GIVEN REQUEST >> Update the records below by replacing "Each result should look like" with "Format every box as" everywhere it occurs, leaving all other text unchanged. Omit the pictures from your version.

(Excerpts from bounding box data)

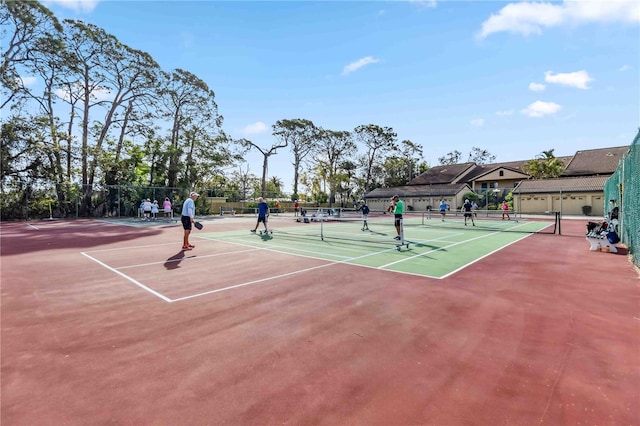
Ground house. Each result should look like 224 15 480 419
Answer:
513 146 629 216
365 146 629 216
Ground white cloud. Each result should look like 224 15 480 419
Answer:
544 70 593 90
529 82 547 92
409 0 438 8
342 56 380 75
521 101 562 117
43 0 100 12
180 31 194 49
478 0 640 38
242 121 269 135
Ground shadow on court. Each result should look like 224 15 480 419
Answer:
164 250 184 270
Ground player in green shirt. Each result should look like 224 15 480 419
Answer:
391 195 404 240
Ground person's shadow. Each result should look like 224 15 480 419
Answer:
164 250 184 269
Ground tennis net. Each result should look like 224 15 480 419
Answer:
404 210 560 234
269 215 408 248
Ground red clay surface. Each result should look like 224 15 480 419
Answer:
0 220 640 426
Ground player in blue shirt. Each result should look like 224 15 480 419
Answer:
251 197 269 233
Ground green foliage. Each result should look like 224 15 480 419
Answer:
522 149 564 179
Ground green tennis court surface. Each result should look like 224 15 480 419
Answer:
198 217 553 278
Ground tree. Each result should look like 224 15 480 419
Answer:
438 150 462 166
313 129 357 206
522 149 564 179
468 146 496 164
353 124 398 192
159 69 222 187
271 118 318 198
0 0 63 109
238 139 288 198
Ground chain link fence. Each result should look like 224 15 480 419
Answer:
604 131 640 267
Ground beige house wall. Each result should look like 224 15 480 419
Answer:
513 192 604 217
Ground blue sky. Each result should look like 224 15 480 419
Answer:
43 0 640 190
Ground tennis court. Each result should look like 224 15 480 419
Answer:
1 215 640 425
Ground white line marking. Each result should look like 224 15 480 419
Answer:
442 234 531 279
169 261 342 303
114 248 260 270
80 252 171 303
378 226 529 269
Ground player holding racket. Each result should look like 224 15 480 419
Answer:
251 197 269 233
389 195 404 240
180 192 200 250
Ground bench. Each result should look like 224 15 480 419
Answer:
586 219 618 253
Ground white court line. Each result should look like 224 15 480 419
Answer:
378 220 531 275
169 261 341 303
442 234 531 279
86 243 182 253
80 252 171 303
114 248 260 270
86 237 220 253
201 236 349 260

EXERCISE RESULT >>
Ground house. Format every box as 224 15 480 419
Answer:
513 146 629 216
365 146 629 216
Ground white cloud. Format every box as 224 15 480 419
Answer:
544 70 593 90
529 82 547 92
409 0 438 8
342 56 380 75
521 101 562 117
43 0 100 12
180 31 194 49
478 0 640 38
242 121 269 135
Ground shadow on court. Format every box as 224 15 480 419
Answer:
164 250 184 270
Ground player in green shirt. Format every box as 224 15 480 419
Answer:
391 195 404 240
Ground person's shadow. Format every box as 224 15 480 419
Answer:
164 250 184 269
Ground tennis net. Format every box as 224 15 480 419
Answer:
404 210 560 234
269 215 408 248
Ground red clay surface. Format every box as 224 15 480 419
Answer:
0 220 640 426
Ground player in blue shirt. Format every box as 224 15 480 419
Answer:
251 197 269 233
Ground green foliage. Format every box as 224 15 480 419
Answer:
522 149 564 179
Ground green tennis court surface. Format every box as 224 15 480 419
Answer:
198 217 553 278
Ground tree. Format every box as 224 15 480 419
Answer:
438 150 462 166
313 129 357 206
522 149 564 179
468 146 496 164
353 124 398 192
159 69 222 187
271 118 318 198
0 0 63 109
238 139 288 198
Ground chain link fence. Format every box as 224 15 480 419
Answer:
604 131 640 267
Ground beige house wall. Format every box as 224 15 480 419
Answer:
513 192 604 217
Ground blue sky. Format every box as 224 15 480 419
Answer:
43 0 640 190
Ground tennis court. Format every box as 224 15 480 419
Answer:
1 215 640 425
Ground white line marking. Format every box as 224 15 480 419
Answer:
442 234 531 279
169 261 342 303
114 248 260 270
80 252 171 303
378 226 529 269
Ground player holding racket. Format every box as 224 15 480 419
Answer:
251 197 269 233
389 195 404 240
180 192 200 250
Ground bench. Format every box as 224 15 480 419
Answer:
586 219 618 253
Ground white court line. Format every box as 224 15 480 419
Answer:
378 220 531 275
169 261 341 303
442 234 531 279
86 243 182 253
80 252 171 303
114 248 260 270
86 237 220 253
201 236 349 260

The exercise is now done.